RECORD EXCERPTS
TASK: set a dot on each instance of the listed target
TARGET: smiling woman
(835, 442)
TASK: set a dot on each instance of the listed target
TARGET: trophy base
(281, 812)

THE REQUEST
Extract every line of the records above and reproduce each one verbatim, keeping the original order.

TASK ANSWER
TASK: set a dot on each instance of the listed target
TARGET: smiling woman
(835, 442)
TASK: set a dot on each instance of the listed target
TARGET: trophy base
(281, 812)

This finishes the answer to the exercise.